Set down the material below word for word, excluding the pictures.

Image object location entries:
[BEGIN]

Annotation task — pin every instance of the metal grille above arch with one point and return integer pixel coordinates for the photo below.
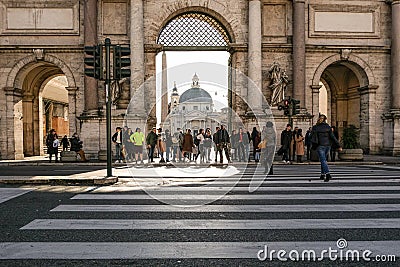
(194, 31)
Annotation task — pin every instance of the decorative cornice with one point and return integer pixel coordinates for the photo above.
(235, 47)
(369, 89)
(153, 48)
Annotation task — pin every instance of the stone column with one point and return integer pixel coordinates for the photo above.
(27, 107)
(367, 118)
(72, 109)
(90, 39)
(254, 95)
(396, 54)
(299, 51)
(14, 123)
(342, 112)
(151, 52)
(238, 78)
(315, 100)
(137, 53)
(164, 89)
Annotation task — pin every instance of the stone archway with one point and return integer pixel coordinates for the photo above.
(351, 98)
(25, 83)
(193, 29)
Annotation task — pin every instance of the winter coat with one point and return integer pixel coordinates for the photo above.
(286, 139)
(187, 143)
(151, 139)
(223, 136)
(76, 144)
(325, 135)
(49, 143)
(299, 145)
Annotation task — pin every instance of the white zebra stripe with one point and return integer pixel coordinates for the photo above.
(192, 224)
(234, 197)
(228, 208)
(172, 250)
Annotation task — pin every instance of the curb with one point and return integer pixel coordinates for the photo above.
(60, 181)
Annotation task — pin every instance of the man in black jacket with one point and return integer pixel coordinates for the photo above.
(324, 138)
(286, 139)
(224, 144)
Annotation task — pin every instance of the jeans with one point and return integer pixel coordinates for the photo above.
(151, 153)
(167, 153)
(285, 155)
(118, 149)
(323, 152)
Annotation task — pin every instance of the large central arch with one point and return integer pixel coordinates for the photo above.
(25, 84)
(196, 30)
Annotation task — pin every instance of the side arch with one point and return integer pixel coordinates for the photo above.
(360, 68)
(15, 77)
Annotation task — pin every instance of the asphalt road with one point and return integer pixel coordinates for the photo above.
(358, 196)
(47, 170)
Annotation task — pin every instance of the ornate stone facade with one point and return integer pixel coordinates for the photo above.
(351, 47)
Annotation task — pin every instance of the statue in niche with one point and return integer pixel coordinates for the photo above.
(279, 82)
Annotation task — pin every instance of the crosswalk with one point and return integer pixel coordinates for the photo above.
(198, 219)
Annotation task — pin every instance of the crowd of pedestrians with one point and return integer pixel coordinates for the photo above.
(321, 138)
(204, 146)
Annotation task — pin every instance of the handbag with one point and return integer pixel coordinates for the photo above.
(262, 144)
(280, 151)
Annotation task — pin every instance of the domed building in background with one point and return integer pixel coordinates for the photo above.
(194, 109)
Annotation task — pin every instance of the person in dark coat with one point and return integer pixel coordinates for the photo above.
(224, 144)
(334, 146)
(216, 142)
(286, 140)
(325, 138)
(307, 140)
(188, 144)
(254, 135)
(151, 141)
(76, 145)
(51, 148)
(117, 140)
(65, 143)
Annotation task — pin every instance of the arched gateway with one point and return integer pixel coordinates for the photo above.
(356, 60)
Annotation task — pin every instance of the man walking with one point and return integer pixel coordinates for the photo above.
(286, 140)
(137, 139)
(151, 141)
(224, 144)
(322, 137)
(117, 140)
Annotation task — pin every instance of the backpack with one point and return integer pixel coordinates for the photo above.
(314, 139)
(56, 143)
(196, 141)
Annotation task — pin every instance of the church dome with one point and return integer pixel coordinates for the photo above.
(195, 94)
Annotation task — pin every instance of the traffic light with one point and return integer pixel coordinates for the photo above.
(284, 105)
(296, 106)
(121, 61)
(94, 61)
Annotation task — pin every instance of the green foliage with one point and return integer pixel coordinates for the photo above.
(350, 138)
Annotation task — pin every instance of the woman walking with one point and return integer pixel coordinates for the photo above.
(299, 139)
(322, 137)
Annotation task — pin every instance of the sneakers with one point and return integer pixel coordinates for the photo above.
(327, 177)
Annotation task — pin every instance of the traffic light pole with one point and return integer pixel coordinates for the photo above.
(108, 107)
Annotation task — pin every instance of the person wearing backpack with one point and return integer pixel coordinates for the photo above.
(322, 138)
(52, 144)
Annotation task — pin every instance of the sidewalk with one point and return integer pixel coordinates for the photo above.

[END]

Output:
Annotation task — pin every instance of the metal grille above arch with one point and return integer pixel coordinates for the photo below.
(194, 31)
Annotation task — pin every instance of the decorative cornice with one point and return integer pixel coordinates for the photo above.
(235, 47)
(369, 89)
(153, 48)
Annotation task — pin every instance of the stone column with one point and return integer pixel coordinates for the photo above.
(27, 107)
(367, 118)
(72, 109)
(90, 39)
(254, 95)
(396, 54)
(299, 51)
(14, 123)
(342, 112)
(151, 52)
(238, 78)
(315, 100)
(137, 53)
(164, 89)
Annotation task — pin every instance of the stone archway with one point and return integer pixel coordinates for the photo above.
(351, 98)
(25, 83)
(193, 29)
Annotation task — pin every instance of the winter coat with one point and return integer pixel coordinates for the photo above.
(286, 139)
(187, 143)
(151, 139)
(223, 136)
(76, 144)
(325, 135)
(49, 143)
(299, 145)
Annotation task — pin every instance of the white zebra stripe with one point and return integer pixel coordinates for the photo above.
(192, 224)
(234, 197)
(228, 208)
(172, 250)
Annotation task — pin every instance of the curb with one point and return integer pixel coordinates for the photo above.
(60, 181)
Annotation task — pin every instance of the man in black jacket with one point and return integer pixel coordinates for the photo above.
(324, 138)
(286, 139)
(224, 144)
Annotation task — pin every instance of the jeans with one point and return integer pixel coordinates for the photo above.
(151, 153)
(167, 153)
(285, 155)
(118, 149)
(323, 152)
Annotation task — pin every instance of the large central arch with one point and return integer pixel coordinates for the photo above.
(25, 84)
(196, 30)
Annotation task — pin every instance of the side arch with one point and return integer pixel coordinates for the photo above.
(360, 68)
(15, 77)
Annotation task — pin every instance of the asphalt road with one point and return integer pixel coordinates for the photo above.
(358, 196)
(47, 170)
Annotation task — pin every instance of the ornate stone facade with one point and return integer pixel coordinates for the photo above.
(351, 47)
Annotation task — pin every instance of the statue in niche with one point and return integer pixel coordinates for the photo above.
(279, 82)
Annotation task — pin every instance of the crosswalk with one point and return integer pixel coordinates for the photo above.
(198, 219)
Annotation task — pin every instance of the crowd of pedestrians with one point and return integer pixel coordinates for the photo above.
(321, 138)
(204, 146)
Annotation task — pin every instance of the handbag with one point and return integer pixel coordinates for the photo above.
(262, 144)
(280, 151)
Annotation task — pin every instance of the domed building in background with one point and return integer pixel coordinates for the photo above.
(194, 109)
Annotation task — pin every instance of the person in dark coat with one point and return integer pixel coordinates for the photo above.
(224, 144)
(334, 146)
(216, 142)
(286, 140)
(325, 138)
(307, 140)
(188, 144)
(254, 135)
(151, 141)
(76, 145)
(51, 148)
(117, 140)
(65, 143)
Annotation task — pin every instance of the arched gateway with one point and return integer pixel coordinates for the photo above.
(356, 60)
Annotation task — pin every instance of the man walking with one point and return integer pixel coordinates for the photo above.
(286, 140)
(137, 139)
(151, 141)
(224, 144)
(322, 137)
(117, 140)
Annotation task — pin every instance of the backpack with one point and return integer pixel coordinates for the photo above.
(314, 139)
(56, 143)
(196, 141)
Annotation task — pin every instance of the church dome with one point and return integer pixel coordinates for the photo above.
(195, 94)
Annotation task — pin every instance of the traffic light with one point and return integer pixel coordinates for the photo above.
(284, 105)
(296, 106)
(121, 61)
(94, 61)
Annotation task — pin every instance of the green foliage with one point and return integer pixel coordinates for the photo above.
(350, 138)
Annotation task — pin every instance of the woman walking with one point and return integer pixel coordinates for the photo above.
(299, 139)
(322, 137)
Annotation task — pin every instance of the sneakers with one point and return integer pixel coordinates for the photo above.
(327, 177)
Annotation task — pin every instance of the traffic light pole with one point and return integer pixel coordinates for the photo above.
(108, 107)
Annotation task — pin every instance of the person wearing backpack with one point and return integer pixel coordinates for the photo above.
(322, 138)
(52, 144)
Annotation task — pin every instance of the sidewalk with one point and return integer pixel coordinates for the photo above.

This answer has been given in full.